> _Activities_
1. In the agent comparison, what does it say Aider is strongest at?
2. Decide whether each statement agrees with the agent comparison: (a) Codex is single-vendor by design. (b) Claude Code is described as best for people who use only Claude and don't care about cost. (c) Aider is praised for its highly ergonomic interactive UX.
3. Carry on the agent comparison past its final line, writing the next part in the same style.

Caveman Code vs Claude Code, Codex, Aider, Crush, opencode
May 18, 2026 · View on GitHub
This is the comparison table from the v2 master plan, kept current as features land. The pitch is short:
Caveman Code is the only terminal coding agent that beats Claude Code on cost, Aider on context selection, Codex on provider flexibility, and opencode on session UX — in a single MIT-licensed binary.
Capabilities
| Axis | Caveman Code v2 | Claude Code | Codex | Aider | Crush | opencode |
|---|---|---|---|---|---|---|
| Token compression (3-layer Caveman Mode) | yes (unique) | no | no | repo map only | no | no |
| 20+ provider OAuth (Claude Pro / ChatGPT / Copilot / Gemini) | yes (unique) | Anthropic only | ChatGPT only | env keys only | subset | env keys |
| Session branching + fork | yes | no | fork only | git only | no | no |
| Native MCP | yes | yes | yes | no | yes | yes |
| Native sandbox | yes | partial | yes (best-in-class) | no | partial | partial |
| Plan mode | yes | yes | yes | architect | no | yes |
| Repo map (PageRank) | yes | no | no | yes (best-in-class) | no | no |
| Edit-format-per-model | yes | no | no | yes (best-in-class) | no | no |
| Worktree-isolated subagents | yes | yes | yes | no | no | no |
| Daemon / multi-client | yes | no | yes (app-server) | no | no | yes (best-in-class) |
Shadow-git checkpoints + /rollback N | yes | no | no | git only | no | no |
| Containerized parallel sessions | yes | no | no | no | no | no |
| Cost transparency (per-msg $) | yes | partial | partial | yes (best-in-class) | no | no |
| MIT open source | yes | closed | Apache | Apache | FSL | MIT |
Where each agent shines
- Claude Code — first-party Anthropic, opinionated UX, polished out-of-box. Best if you only use Claude and don't care about cost.
- Codex — OpenAI's terminal agent. Excellent sandbox primitive ("sandbox-as-utility"). Single-vendor by design.
- Aider — pioneer of repo map + edit-format-per-model. Strongest at large-codebase context selection. Less ergonomic interactive UX.

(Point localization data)

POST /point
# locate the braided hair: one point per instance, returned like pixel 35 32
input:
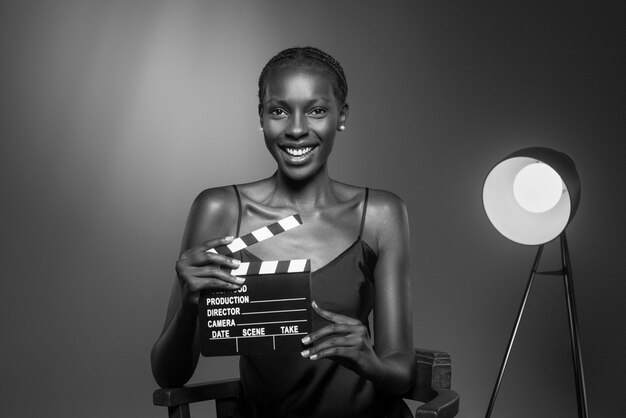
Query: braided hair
pixel 307 57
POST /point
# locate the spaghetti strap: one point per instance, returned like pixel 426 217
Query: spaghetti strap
pixel 239 210
pixel 367 190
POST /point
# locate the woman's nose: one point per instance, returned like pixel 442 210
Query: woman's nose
pixel 297 126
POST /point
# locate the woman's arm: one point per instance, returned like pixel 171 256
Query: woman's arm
pixel 391 365
pixel 393 331
pixel 175 354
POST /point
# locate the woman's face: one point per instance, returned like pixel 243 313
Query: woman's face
pixel 300 117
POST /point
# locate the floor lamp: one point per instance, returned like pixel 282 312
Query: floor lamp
pixel 530 197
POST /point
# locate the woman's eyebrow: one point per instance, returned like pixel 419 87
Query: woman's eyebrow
pixel 284 102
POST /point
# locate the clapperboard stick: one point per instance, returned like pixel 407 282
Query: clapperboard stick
pixel 264 267
pixel 258 235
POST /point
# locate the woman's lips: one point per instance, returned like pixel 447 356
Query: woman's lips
pixel 298 154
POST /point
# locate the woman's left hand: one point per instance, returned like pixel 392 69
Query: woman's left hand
pixel 346 341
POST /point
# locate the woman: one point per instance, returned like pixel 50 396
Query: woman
pixel 358 243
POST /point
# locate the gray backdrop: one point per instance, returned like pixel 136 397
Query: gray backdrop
pixel 115 114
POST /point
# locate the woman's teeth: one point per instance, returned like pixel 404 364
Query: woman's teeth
pixel 298 152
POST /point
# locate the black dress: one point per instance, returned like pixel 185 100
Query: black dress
pixel 288 385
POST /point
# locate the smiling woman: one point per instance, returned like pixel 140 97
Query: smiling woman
pixel 357 240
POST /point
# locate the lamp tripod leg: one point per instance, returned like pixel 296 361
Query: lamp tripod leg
pixel 581 393
pixel 531 278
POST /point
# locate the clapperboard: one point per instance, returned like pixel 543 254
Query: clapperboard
pixel 270 313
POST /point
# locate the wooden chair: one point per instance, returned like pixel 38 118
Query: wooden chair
pixel 432 386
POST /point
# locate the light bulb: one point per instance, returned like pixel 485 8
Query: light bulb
pixel 537 187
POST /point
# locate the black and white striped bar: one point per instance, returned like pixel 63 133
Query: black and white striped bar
pixel 258 235
pixel 255 268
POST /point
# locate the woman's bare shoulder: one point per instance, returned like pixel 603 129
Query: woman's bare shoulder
pixel 213 214
pixel 386 221
pixel 384 202
pixel 216 200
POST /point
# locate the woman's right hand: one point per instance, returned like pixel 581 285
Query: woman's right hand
pixel 199 270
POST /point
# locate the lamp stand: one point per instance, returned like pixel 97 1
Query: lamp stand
pixel 566 273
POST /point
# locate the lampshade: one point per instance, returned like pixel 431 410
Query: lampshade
pixel 532 195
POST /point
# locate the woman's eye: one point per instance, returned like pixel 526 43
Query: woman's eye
pixel 278 112
pixel 318 112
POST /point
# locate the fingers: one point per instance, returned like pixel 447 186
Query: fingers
pixel 334 317
pixel 197 284
pixel 344 346
pixel 345 338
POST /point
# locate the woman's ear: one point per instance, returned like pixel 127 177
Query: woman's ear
pixel 343 117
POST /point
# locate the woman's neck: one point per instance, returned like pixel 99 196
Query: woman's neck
pixel 304 196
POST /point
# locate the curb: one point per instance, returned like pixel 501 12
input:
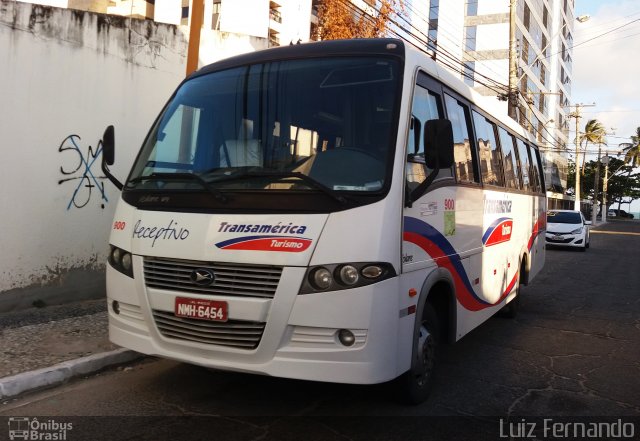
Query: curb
pixel 59 373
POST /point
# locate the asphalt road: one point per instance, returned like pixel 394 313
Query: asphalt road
pixel 573 351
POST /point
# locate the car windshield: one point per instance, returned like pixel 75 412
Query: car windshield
pixel 317 125
pixel 564 217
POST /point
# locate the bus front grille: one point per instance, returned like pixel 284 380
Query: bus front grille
pixel 229 279
pixel 233 333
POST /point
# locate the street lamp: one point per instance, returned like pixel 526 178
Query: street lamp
pixel 605 160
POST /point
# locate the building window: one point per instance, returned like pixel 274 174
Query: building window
pixel 470 38
pixel 472 8
pixel 468 73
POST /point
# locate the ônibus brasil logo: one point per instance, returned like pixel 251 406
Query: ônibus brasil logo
pixel 269 237
pixel 25 428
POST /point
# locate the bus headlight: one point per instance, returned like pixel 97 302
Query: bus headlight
pixel 340 276
pixel 348 275
pixel 120 260
pixel 321 278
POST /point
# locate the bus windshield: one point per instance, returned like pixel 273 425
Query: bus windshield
pixel 319 124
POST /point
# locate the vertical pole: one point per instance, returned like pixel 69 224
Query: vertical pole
pixel 605 182
pixel 193 51
pixel 577 117
pixel 513 62
pixel 596 185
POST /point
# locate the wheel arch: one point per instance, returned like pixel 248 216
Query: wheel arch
pixel 438 290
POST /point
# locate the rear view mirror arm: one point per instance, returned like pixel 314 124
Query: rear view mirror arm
pixel 422 187
pixel 108 152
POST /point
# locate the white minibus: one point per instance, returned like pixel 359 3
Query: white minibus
pixel 332 211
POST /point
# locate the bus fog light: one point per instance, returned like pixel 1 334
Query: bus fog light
pixel 371 272
pixel 346 337
pixel 348 275
pixel 321 278
pixel 116 254
pixel 126 261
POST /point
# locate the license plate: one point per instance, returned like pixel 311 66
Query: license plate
pixel 202 309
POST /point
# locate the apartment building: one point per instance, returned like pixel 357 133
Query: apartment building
pixel 476 34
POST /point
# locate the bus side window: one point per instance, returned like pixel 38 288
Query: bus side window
pixel 463 151
pixel 426 106
pixel 536 181
pixel 537 163
pixel 525 165
pixel 489 151
pixel 509 159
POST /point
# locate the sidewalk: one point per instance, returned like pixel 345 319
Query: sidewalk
pixel 47 346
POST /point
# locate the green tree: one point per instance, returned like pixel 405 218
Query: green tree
pixel 623 183
pixel 338 19
pixel 594 133
pixel 631 152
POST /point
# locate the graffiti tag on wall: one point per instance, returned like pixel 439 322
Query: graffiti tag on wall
pixel 82 173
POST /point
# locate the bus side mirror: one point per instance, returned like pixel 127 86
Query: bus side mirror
pixel 108 145
pixel 108 155
pixel 438 141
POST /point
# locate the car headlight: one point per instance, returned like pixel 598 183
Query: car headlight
pixel 341 276
pixel 120 260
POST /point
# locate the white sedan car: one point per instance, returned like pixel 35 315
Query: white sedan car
pixel 567 228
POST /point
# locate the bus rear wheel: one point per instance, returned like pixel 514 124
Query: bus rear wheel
pixel 416 383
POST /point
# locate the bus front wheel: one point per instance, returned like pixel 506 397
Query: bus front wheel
pixel 416 383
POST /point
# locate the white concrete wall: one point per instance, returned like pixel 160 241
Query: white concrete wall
pixel 65 75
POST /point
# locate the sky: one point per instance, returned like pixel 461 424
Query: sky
pixel 606 69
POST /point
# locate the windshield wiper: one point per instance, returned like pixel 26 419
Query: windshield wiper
pixel 285 174
pixel 183 177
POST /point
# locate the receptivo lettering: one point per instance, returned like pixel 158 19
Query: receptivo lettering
pixel 171 231
pixel 497 206
pixel 279 228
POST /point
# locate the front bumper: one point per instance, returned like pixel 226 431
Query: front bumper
pixel 299 337
pixel 565 239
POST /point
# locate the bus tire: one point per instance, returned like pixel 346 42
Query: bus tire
pixel 417 382
pixel 510 310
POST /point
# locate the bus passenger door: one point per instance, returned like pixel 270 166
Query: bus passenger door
pixel 423 214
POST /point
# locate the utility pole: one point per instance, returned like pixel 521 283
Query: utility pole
pixel 512 98
pixel 193 50
pixel 596 184
pixel 576 114
pixel 605 182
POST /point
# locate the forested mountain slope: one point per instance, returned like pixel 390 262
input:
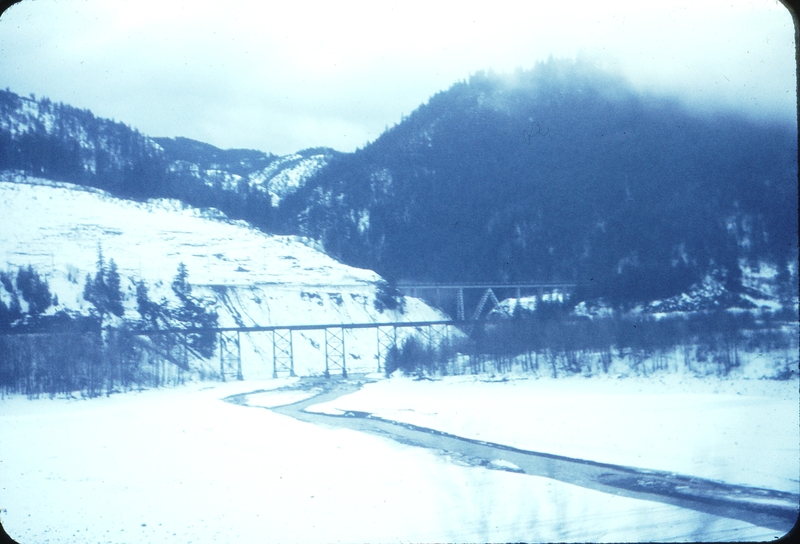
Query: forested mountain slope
pixel 562 173
pixel 62 143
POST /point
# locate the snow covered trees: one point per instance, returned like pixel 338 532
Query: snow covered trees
pixel 105 291
pixel 194 314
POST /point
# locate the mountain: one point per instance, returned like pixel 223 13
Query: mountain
pixel 562 173
pixel 62 143
pixel 243 170
pixel 247 277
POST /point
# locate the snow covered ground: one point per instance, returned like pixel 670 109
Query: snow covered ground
pixel 181 465
pixel 743 432
pixel 252 278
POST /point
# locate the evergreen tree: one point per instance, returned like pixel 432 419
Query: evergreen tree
pixel 114 290
pixel 105 291
pixel 35 291
pixel 194 314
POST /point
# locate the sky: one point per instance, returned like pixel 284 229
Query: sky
pixel 281 77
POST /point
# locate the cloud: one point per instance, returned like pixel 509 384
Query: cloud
pixel 280 77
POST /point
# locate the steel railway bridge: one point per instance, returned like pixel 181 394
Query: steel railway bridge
pixel 282 337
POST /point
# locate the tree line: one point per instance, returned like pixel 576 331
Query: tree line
pixel 108 350
pixel 553 341
pixel 76 147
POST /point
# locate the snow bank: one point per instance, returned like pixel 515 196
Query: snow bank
pixel 180 465
pixel 737 431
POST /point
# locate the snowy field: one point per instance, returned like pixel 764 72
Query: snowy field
pixel 744 432
pixel 181 465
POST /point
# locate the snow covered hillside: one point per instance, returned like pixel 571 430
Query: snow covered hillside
pixel 251 278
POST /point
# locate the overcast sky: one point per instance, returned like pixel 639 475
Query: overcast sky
pixel 283 77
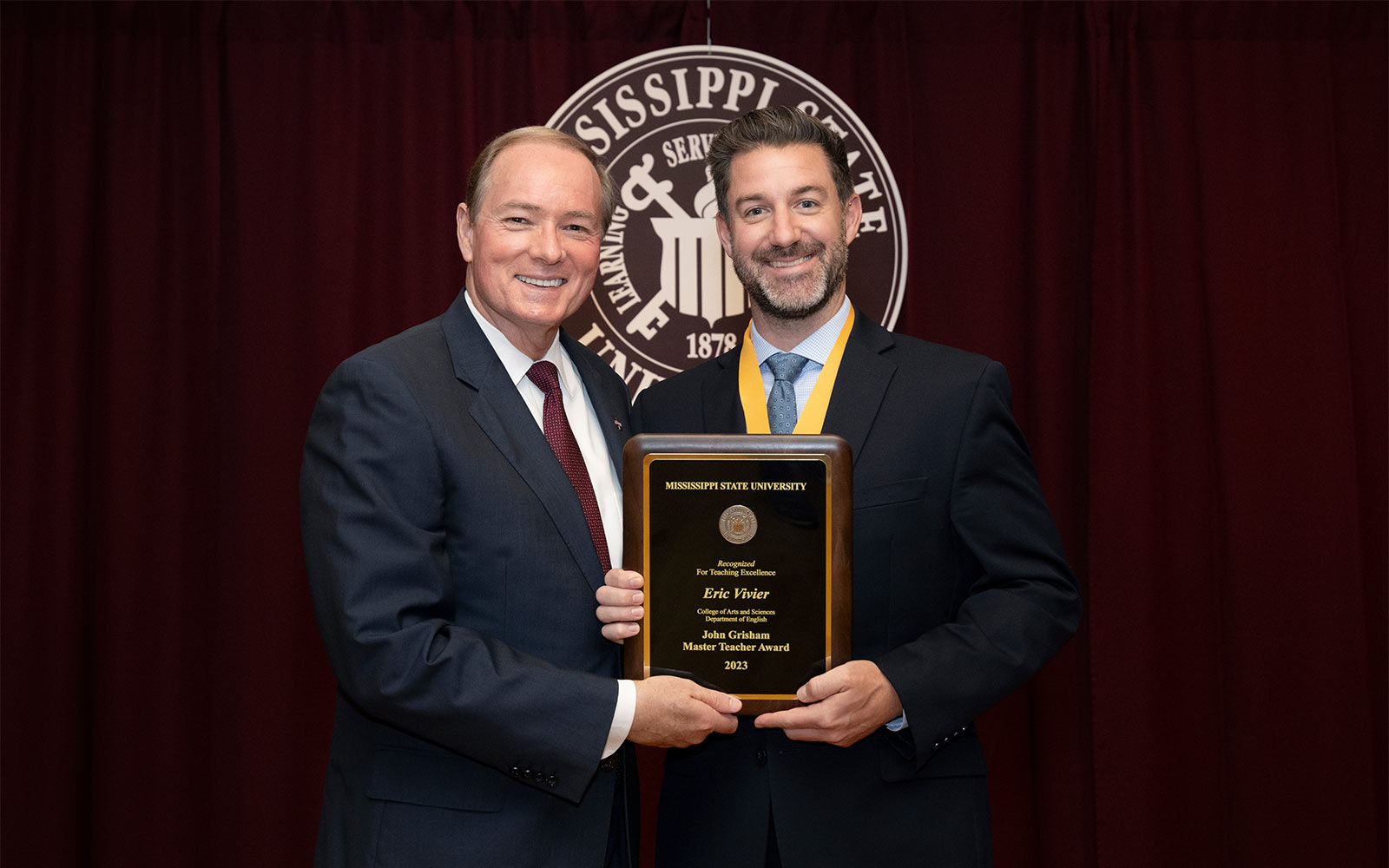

> _Answers_
1. Large-codebase context selection.

2.
(a) Yes: "Single-vendor by design."
(b) Yes: "Best if you only use Claude and don't care about cost."
(c) No: "Less ergonomic interactive UX."

3.
- Crush — fast, polished TUI (Charm). Mid-session model swap. Smaller ecosystem.
- opencode — strong daemon / multi-client story. Newer; ecosystem still maturing.
- Cave — borrows the best of all five and adds Caveman Mode compression + 20+ provider OAuth as native, unique differentiators.
Tokens — the headline
25-task MicroBench, gpt-5.5 on both sides, xhigh reasoning (2026-05-18):
| Agent | Fresh tokens | Pass rate | Cost |
|---|---|---|---|
| Codex CLI | 1,010,185 | 15/25 (60%) | $0 (codex sub) |
| Caveman Code | 524,703 | 14/25 (56%) | $1.78 |
1.93× fewer tokens for ~equivalent pass rate. Reproduce in one command:
npx tsx research/evals/run-honest-bench.ts --tools caveman,codex
Raw CSV and per-task logs live in research/results/. Methodology spawns each CLI as a real child process — no SDK shortcuts.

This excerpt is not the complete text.